(Your goal):
Restate the entries word for word and skip every image.

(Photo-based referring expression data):
·····
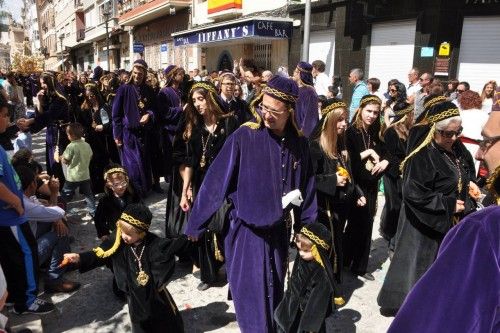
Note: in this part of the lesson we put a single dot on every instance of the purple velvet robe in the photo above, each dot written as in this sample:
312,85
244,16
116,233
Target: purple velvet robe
461,290
254,170
306,112
126,127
·····
(Solution for this problem):
Note: in this part of the lesson we put a single dot on every instance of the purple velvet robe in the photo above, each dot written as in this sample:
312,85
244,16
116,233
Target: purple velvet robe
461,290
254,170
306,112
126,127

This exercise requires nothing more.